▶ _Prompt_
Quote the data below in full, please, without altering anything.
=== Task data ===
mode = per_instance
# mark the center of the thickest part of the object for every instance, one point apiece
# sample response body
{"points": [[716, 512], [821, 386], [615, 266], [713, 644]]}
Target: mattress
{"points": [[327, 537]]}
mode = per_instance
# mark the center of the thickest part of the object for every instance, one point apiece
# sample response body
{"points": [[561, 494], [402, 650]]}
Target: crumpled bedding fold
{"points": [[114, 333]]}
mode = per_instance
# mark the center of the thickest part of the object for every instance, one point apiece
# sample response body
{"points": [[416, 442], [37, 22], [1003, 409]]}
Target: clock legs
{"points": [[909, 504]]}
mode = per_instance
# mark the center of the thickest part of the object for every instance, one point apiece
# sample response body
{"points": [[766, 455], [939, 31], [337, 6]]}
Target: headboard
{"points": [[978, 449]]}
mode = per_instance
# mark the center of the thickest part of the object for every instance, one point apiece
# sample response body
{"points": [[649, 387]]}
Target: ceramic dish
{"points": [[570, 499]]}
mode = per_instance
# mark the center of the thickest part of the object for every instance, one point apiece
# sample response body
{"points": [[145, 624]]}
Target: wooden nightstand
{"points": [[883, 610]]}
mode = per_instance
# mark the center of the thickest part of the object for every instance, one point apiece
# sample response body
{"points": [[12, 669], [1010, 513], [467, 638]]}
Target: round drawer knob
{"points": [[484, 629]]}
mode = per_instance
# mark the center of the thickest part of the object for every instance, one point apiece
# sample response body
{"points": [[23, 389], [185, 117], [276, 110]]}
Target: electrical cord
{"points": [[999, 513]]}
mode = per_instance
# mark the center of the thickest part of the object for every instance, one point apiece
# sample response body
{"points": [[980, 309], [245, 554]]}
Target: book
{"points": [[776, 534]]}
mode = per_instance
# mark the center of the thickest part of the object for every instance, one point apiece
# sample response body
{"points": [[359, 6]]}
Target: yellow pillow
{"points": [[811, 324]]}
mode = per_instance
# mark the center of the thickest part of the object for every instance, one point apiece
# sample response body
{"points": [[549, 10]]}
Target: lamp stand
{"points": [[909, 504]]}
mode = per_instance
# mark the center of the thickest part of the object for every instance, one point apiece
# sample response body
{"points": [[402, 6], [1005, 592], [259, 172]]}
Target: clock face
===
▶ _Output of the task_
mode = per_instance
# mark the center of the thickest part of the object for every instance, one point apiece
# sample response body
{"points": [[716, 512], [821, 386], [615, 266], [713, 644]]}
Target: mattress
{"points": [[327, 537]]}
mode = per_instance
# mark the center of the thickest part of the object for every instance, one point apiece
# sample response body
{"points": [[561, 494], [402, 650]]}
Target: crumpled bedding fold
{"points": [[114, 333]]}
mode = per_instance
# mark the center of the thickest part of the object for every instance, one point apiece
# sample response body
{"points": [[416, 442], [37, 22], [1003, 409]]}
Target: clock legs
{"points": [[909, 504]]}
mode = per_instance
# mark the center of the thickest part of the object for every instance, one point apiece
# sample response body
{"points": [[766, 455], [939, 31], [337, 6]]}
Target: headboard
{"points": [[978, 449]]}
mode = per_instance
# mark the center of the thickest part of the object for every instance, one point apiece
# sample response body
{"points": [[649, 387]]}
Target: ceramic dish
{"points": [[570, 499]]}
mode = per_instance
# mark the center of the thickest part of the object for every instance, one point apiece
# sample response body
{"points": [[145, 624]]}
Target: wooden nightstand
{"points": [[883, 610]]}
mode = per_instance
# mark the center of the thickest part of the object for every instance, one point apiece
# sample response body
{"points": [[12, 669], [1010, 513], [467, 638]]}
Target: round drawer knob
{"points": [[484, 629]]}
mode = per_instance
# mark the center of the thickest part of the object for every instance, one point apiece
# sample response body
{"points": [[23, 389], [185, 117], [276, 110]]}
Target: electrical cord
{"points": [[999, 513]]}
mode = per_instance
# mark the center of the thickest part of the object for every instance, one point apiece
# sample response body
{"points": [[980, 309], [245, 554]]}
Target: book
{"points": [[776, 534]]}
mode = per_instance
# mark the center of the thickest part of the object for every instance, one point apiece
# sample response body
{"points": [[359, 6]]}
Target: yellow pillow
{"points": [[811, 324]]}
mode = per_instance
# mark the center of the thickest part of the object for every instance, one point apiece
# sample response body
{"points": [[549, 10]]}
Target: lamp stand
{"points": [[909, 504]]}
mode = per_instance
# mark the center of the thickest part of the object for every instance, one point apiece
# sample response body
{"points": [[402, 6], [1005, 592], [259, 172]]}
Target: clock face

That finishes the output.